What the task asks: Transcribe every entry exactly, leaving out any pictures.
BEGIN Dataset records
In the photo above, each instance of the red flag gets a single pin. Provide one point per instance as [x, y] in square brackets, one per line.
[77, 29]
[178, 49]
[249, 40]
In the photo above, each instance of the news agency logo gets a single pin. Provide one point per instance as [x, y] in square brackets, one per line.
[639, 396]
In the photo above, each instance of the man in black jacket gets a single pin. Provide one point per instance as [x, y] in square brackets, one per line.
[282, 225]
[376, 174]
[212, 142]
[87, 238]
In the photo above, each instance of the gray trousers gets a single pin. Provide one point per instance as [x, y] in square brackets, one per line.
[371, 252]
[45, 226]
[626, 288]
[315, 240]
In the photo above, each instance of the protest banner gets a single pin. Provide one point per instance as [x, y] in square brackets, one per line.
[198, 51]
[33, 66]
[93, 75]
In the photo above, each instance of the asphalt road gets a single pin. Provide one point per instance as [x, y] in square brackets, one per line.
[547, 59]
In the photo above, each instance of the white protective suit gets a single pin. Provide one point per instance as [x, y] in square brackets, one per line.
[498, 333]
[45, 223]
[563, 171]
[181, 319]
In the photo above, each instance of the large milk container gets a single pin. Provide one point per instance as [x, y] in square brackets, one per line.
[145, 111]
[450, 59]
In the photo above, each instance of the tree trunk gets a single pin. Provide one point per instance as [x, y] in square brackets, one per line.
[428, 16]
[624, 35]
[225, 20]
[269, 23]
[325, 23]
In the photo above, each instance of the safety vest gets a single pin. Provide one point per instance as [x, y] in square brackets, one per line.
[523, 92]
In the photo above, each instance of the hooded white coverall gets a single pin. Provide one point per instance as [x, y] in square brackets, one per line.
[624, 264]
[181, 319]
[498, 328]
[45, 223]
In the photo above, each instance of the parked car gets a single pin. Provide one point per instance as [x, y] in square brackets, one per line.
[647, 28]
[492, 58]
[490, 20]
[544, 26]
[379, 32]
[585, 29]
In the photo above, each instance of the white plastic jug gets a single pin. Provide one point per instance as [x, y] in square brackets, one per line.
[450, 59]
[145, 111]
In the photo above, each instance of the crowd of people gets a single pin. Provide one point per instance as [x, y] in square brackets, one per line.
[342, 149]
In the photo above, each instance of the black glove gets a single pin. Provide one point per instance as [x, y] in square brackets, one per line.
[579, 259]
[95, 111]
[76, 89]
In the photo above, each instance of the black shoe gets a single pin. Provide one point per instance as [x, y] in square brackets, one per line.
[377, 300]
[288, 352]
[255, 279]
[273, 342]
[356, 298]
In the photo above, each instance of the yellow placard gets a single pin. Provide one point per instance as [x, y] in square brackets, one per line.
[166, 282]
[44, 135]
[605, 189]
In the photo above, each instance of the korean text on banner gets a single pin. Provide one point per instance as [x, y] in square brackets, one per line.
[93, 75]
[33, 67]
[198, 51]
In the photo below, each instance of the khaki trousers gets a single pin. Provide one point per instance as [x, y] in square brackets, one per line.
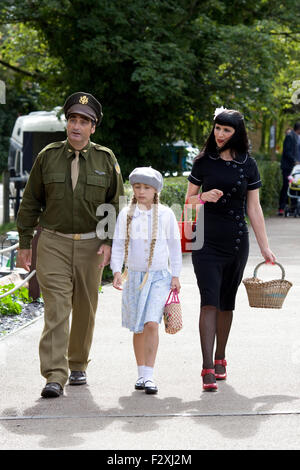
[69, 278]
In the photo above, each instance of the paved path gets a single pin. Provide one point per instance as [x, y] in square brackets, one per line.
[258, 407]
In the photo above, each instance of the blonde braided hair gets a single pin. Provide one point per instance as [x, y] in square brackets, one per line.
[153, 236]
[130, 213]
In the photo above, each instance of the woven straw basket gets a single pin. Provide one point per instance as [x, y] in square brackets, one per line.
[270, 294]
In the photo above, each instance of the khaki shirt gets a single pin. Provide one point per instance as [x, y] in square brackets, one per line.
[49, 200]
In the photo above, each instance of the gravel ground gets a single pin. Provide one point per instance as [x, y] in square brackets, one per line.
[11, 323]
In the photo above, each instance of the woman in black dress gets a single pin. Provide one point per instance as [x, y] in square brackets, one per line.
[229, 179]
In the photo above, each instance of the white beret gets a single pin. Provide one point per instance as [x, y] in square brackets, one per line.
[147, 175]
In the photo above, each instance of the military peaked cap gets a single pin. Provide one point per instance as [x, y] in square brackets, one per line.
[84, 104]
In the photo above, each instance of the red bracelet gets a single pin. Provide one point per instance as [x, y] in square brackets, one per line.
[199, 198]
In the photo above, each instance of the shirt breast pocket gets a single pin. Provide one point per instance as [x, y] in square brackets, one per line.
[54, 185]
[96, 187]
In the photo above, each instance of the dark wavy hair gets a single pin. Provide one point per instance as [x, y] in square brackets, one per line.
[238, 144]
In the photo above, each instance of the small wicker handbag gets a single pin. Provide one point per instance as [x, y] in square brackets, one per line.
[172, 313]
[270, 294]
END Dataset records
Response to the exercise:
In the photo above, each instance of the red flag gets a single pin. Provide one point per instance as [x, y] in square brackets, one per line.
[77, 29]
[178, 49]
[249, 40]
In the photo above, each instance of the news agency logo gets a single pin. Provide one point per instance as [x, y] in square brackets, one per line.
[639, 396]
In the photo above, each instance of the man in black jacket gets a single pin. Provide one point per instance as [x, y] in square brackets, one per line.
[282, 225]
[376, 174]
[212, 142]
[87, 238]
In the photo above, each instance of the gray trousers gets a single pin. Provide one point per instance as [x, y] in square brackets, one per line.
[371, 252]
[45, 226]
[626, 288]
[315, 240]
In the photo above, each instance of the protest banner gets a single pin. Provide one point per instance as [x, y] in square brackets, one per line.
[198, 51]
[33, 66]
[93, 75]
In the photo above, each instance of the asphalt road gets a single pin. Provide one point per instance as [x, y] in square brackets, one per line.
[547, 59]
In the photo above, each instance of the white protective suit gets a single pin. Provide one point per instance as [x, y] in square brackets, one per line.
[498, 333]
[45, 223]
[563, 171]
[181, 319]
In the photo above, each instance of the large milk container gets a single pin. Provide one point per instance as [x, y] in square brackets, one per line.
[145, 111]
[450, 59]
In the photo above, each instance of the tree trunk gets a single pin. Provide one point per instance as [x, y] in square brackets, one per line.
[428, 16]
[624, 35]
[225, 20]
[269, 23]
[325, 23]
In the photo above, each instance of the safety vest gets a single pin. Provide one point per instance as [x, y] in square brackets, one per line.
[523, 92]
In the photo above, each instance of the hooded white coverall gets a single pin. Provide one point per instance as [x, y] in square brackets, one per line.
[624, 264]
[181, 319]
[498, 328]
[45, 223]
In the photo above, each instance of the parked car gets a single pin. Provide one point per instance as [x, y] in square brackets, one per line.
[647, 28]
[492, 58]
[490, 20]
[544, 26]
[379, 32]
[585, 29]
In the photo above, each instance of the white plastic jug gets a single pin. Provide one point per instance as [x, y] in square brackets, one per line.
[450, 59]
[145, 111]
In the photo above, each instance of the crowd of people gets a single pin. Provide one point per instance as [x, y] in square brackets, one per line.
[342, 149]
In the photo above, each instance of the black glove gets a single pin. Provide one point per instance as [x, y] in square brackets, one per line.
[579, 259]
[95, 111]
[76, 89]
In the photo above, each instance of the black shoe gets a single pin. Provide one point per instance as [x, y] in square brackets, one per line.
[377, 300]
[288, 352]
[255, 279]
[273, 342]
[356, 298]
In the photo above, each instance of the yellow placard gets a single pin. Provide one point per instance as [x, y] in square brackets, one per line.
[166, 282]
[44, 135]
[605, 189]
In the photo above, each instance of the korean text on banner gets a single pin. Provide one point per instance as [x, y] in square brackets, one per line.
[93, 75]
[33, 67]
[198, 51]
In the photo below, each instance of the khaki trousers gets a single pin. Provide one point per instance as [x, y] in square brackets, one per line.
[69, 278]
In the photo above, each instance of the paved path gets a single pin. Provide one point per instance as [x, y] in square brackets, one per line.
[258, 407]
In the photo above, each instance of the blonde braided hair gets a single pin. Provide one point per instance as [x, y] in square brackets, one per line.
[153, 236]
[130, 213]
In the photo above, each instance of the woven straw basket gets a single pin. Provide one point per instance as [x, y] in square brackets, one per line.
[270, 294]
In the photo above, each instance of the khaki shirt gets a single pin. Provide one point per instance as [x, y] in square brackets, one per line.
[49, 200]
In the photo above, each instance of the gravel ground gets a single pin. Provide one point per instance as [x, y] in square brackets, one per line.
[11, 323]
In the photo above, each instance of the woman in black dress gets a single pin. Provide one point per instance as [x, y] in square brackets, one per line.
[229, 179]
In the photo above, each instance of the white beret gets a single pin. Provide one point per instance as [x, y] in square brackets, one per line.
[147, 175]
In the photo above, each instance of the military peaked cap gets a single pin. Provide one point per instance as [x, y] in square brackets, one per line.
[84, 104]
In the photo above, each instance of the red bracelet gets a single pin. Provide one point per instance as [x, y] in square brackets, one per line.
[199, 198]
In the photo above, each instance of the shirt breast pocket gets a single pin. Provide one point per instance as [x, y] in square brackets, one per line.
[54, 185]
[96, 187]
In the photo above, each instance of the dark wavy hair gets a single pin. Provide one point per instance as [x, y] in square brackets, one per line.
[238, 144]
In the photo above, each instance of the small wicker handbag gets a single pin. Provide one point per instance as [x, y] in square brackets, one per line.
[172, 313]
[270, 294]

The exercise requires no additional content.